-- Набор заданий --
**a)** Выведите фрагмент текста для чтения, начиная со слов «В стихотворении Н.Гумилева» и заканчивая словами «образ лирического персонажа.».
**b)** Сколько глаголов содержит стихотворение В. Маяковского «Послушайте!», согласно тексту для чтения?

-- Текст для чтения --
В стихах поэтов постсимволистских школ (акмеистов, футури­стов), полемически направленных против символистских кано­нов, напротив, резко возрастает роль существительных в пред­метном значении и глаголов.

В стихотворении Н.Гумилева «Я и вы» из 55 знаменательных слов 28 существительных в предметном значении, 13 глаголов и лишь 8 прилагательных и причастий. В стихотворении В. Маяков­ского «Послушайте!» — 20 глаголов, 13 существительных и только 5 прилагательных. И именно с помощью глаголов в этом стихо­творении создается образ лирического персонажа.

Тематические (семантические) поля

Анализ словаря стихотворения дает возможность определить его тематические (семантические) поля, которые складываются из лексических, синонимических и тематических повторов, а также выявить семантические переклички, образующие своего рода смыс­ловой каркас (тематическую сетку) текста.

При рассмотрении словаря стихотворения будет использована терминология, предложенная в работах Ю.И.Левина.

«Если в тексте имеется несколько элементов (например, слов) с общим семантическим признаком, то этот последний называ­ется темой.

Семантическая перекличка — отношение между семантически связанными словами (т. е. такими, что их значения содержат хотя бы один общий семантический признак)»1.

Слова, объединенные общей темой (семантическим призна­ком), образуют тематическое (семантическое) поле.

-- Исходный перечень --

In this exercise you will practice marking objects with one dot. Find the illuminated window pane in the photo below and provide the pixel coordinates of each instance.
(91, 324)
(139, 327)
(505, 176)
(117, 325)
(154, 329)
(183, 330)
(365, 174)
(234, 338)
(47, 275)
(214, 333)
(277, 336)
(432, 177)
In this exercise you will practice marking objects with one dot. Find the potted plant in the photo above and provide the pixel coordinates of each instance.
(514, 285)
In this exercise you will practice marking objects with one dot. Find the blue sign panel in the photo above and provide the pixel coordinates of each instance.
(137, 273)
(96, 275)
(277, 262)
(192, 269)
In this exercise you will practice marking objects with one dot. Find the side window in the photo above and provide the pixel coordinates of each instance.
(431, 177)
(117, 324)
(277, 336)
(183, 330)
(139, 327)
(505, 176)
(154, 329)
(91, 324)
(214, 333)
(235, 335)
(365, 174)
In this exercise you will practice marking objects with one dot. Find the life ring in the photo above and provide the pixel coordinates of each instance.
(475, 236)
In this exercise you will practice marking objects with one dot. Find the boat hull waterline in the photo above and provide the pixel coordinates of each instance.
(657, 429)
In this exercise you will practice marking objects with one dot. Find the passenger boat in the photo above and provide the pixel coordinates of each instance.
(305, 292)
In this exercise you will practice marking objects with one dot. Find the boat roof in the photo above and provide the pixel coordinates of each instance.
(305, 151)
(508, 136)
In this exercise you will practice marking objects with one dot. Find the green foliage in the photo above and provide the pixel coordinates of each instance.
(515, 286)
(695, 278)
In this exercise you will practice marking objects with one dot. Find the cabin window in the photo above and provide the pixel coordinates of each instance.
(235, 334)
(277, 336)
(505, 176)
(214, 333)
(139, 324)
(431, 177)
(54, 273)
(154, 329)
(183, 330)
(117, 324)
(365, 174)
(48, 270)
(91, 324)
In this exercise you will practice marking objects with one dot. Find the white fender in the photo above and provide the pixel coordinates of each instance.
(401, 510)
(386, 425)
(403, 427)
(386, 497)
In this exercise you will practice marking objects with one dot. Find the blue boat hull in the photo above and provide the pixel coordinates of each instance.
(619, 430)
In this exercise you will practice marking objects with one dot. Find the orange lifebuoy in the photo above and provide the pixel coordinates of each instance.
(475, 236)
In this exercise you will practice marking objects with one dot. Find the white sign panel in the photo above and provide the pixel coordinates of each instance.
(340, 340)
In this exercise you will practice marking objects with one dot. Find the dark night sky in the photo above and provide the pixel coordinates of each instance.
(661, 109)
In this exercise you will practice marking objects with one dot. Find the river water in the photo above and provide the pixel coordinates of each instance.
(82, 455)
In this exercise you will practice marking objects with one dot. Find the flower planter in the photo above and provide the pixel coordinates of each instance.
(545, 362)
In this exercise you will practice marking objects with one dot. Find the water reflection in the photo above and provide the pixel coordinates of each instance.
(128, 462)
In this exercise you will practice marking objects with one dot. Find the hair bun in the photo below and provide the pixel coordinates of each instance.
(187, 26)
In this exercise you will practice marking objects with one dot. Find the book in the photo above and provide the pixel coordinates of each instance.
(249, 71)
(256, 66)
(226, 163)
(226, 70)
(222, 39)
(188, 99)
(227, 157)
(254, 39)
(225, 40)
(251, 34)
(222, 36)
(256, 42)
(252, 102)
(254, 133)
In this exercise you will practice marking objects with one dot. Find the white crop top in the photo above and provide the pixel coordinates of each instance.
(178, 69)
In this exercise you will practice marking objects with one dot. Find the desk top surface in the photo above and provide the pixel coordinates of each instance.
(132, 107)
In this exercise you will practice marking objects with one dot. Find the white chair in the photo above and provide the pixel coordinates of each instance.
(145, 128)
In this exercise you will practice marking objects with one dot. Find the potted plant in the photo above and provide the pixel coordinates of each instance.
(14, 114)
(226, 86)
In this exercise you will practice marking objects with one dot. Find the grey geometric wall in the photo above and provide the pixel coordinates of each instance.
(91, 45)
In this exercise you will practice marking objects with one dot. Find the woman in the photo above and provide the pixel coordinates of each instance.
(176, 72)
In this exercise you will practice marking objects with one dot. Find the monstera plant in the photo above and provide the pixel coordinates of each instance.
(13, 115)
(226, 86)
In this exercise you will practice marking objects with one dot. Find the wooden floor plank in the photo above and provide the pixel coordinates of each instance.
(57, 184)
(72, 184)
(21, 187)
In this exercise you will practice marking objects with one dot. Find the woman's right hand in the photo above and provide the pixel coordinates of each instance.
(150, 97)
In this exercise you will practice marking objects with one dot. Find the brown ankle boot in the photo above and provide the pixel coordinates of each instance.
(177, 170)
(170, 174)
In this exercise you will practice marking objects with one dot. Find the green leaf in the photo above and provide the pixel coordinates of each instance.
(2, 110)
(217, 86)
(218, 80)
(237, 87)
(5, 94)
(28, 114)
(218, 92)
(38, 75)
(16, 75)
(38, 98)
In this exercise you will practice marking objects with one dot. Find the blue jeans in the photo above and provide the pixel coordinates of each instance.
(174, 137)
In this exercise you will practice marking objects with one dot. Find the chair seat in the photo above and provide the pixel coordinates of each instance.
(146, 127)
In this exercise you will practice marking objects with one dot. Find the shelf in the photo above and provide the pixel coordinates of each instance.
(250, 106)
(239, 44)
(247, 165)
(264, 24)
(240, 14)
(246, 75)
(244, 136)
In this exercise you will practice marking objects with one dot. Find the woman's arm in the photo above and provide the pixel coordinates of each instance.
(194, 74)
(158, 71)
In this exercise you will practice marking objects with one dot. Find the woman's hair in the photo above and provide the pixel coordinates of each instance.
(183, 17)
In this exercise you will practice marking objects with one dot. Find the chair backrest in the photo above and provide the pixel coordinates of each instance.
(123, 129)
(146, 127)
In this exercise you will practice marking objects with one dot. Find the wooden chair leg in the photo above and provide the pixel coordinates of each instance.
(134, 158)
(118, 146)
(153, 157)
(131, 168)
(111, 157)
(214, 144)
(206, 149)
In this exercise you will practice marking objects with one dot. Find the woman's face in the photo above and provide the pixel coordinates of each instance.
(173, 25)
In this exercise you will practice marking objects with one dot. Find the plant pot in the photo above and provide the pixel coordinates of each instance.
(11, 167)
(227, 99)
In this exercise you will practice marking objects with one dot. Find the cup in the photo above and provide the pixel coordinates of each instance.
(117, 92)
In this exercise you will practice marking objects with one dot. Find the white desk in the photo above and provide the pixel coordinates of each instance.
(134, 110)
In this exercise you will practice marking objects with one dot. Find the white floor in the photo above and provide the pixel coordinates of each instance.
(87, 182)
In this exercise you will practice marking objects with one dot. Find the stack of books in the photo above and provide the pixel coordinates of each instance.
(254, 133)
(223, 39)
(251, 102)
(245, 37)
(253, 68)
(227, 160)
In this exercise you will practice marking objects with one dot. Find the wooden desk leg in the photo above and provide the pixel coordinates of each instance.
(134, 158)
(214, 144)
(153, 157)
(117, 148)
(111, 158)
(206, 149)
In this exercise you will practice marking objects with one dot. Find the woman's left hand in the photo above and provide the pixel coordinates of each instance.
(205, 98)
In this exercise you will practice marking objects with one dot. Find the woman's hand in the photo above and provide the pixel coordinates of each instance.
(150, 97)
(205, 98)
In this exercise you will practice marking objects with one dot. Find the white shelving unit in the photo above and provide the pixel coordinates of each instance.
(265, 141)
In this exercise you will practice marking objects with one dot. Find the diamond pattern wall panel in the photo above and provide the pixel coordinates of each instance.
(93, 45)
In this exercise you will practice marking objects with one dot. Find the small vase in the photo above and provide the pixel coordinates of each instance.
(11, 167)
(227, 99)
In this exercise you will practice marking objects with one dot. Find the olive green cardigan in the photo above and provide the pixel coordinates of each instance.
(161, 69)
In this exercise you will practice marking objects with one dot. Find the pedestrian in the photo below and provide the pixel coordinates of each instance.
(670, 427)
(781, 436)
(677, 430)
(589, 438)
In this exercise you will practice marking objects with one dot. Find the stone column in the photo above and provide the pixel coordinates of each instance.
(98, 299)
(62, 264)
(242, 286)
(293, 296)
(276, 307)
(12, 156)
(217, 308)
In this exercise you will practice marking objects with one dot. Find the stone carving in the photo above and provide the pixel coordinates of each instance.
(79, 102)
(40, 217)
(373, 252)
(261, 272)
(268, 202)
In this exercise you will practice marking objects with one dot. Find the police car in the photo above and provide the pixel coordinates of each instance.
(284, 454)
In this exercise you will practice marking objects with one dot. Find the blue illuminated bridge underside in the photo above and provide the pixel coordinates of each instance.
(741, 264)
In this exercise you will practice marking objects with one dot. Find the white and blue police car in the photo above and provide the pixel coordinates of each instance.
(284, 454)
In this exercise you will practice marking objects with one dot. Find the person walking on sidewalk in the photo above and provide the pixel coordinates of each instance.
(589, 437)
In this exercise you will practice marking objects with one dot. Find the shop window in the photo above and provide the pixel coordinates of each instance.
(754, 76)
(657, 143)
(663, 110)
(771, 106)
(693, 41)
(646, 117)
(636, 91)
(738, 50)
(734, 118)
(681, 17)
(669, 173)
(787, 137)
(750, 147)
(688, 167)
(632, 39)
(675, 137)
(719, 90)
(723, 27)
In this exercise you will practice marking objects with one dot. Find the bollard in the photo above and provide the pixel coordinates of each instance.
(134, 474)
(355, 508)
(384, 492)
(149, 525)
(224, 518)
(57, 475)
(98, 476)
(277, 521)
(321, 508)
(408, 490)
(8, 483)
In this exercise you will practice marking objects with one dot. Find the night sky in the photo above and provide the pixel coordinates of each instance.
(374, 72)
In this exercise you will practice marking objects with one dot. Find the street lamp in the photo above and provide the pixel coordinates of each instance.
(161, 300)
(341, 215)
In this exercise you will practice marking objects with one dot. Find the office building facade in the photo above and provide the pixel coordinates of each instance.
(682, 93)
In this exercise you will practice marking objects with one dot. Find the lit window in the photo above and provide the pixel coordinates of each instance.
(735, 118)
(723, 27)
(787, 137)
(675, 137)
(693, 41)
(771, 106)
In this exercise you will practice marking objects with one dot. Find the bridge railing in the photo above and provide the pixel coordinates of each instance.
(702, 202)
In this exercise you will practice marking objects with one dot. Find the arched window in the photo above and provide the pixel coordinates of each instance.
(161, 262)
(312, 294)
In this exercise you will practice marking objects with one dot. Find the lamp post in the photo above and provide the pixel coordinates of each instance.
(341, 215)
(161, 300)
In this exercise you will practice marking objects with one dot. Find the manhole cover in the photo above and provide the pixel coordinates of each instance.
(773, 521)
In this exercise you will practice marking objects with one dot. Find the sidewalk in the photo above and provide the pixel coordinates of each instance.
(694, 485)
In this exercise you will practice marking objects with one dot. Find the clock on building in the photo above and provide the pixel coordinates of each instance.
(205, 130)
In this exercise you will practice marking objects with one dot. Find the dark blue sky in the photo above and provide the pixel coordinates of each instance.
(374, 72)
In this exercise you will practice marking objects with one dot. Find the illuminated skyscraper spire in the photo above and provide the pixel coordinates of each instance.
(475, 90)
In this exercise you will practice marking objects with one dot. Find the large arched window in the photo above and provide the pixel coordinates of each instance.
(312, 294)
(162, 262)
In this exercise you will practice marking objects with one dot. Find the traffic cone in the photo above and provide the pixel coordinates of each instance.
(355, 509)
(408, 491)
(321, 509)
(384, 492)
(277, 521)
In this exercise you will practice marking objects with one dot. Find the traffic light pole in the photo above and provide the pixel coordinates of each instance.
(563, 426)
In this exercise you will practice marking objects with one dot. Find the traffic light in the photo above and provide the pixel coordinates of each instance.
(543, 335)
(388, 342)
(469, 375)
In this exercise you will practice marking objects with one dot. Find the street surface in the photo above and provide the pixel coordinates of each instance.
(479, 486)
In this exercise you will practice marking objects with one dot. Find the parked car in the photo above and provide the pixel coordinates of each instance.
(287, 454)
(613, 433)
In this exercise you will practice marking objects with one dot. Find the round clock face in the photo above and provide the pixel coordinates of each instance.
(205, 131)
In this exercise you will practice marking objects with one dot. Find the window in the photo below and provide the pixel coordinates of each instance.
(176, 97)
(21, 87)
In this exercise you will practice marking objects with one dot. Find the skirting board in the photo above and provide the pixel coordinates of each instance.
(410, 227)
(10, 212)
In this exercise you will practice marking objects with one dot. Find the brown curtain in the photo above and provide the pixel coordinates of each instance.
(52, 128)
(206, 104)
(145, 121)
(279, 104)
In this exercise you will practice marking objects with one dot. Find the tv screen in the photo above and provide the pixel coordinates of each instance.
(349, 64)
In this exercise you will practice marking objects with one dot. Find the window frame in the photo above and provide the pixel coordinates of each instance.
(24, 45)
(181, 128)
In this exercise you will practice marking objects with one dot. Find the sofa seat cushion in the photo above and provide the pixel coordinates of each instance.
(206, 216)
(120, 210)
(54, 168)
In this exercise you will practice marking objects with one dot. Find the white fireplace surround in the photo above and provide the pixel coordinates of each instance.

-- Ответы к заданиям --
**a)**
В стихотворении Н.Гумилева «Я и вы» из 55 знаменательных слов 28 существительных в предметном значении, 13 глаголов и лишь 8 прилагательных и причастий. В стихотворении В. Маяков­ского «Послушайте!» — 20 глаголов, 13 существительных и только 5 прилагательных. И именно с помощью глаголов в этом стихо­творении создается образ лирического персонажа.

**b)** 20 глаголов.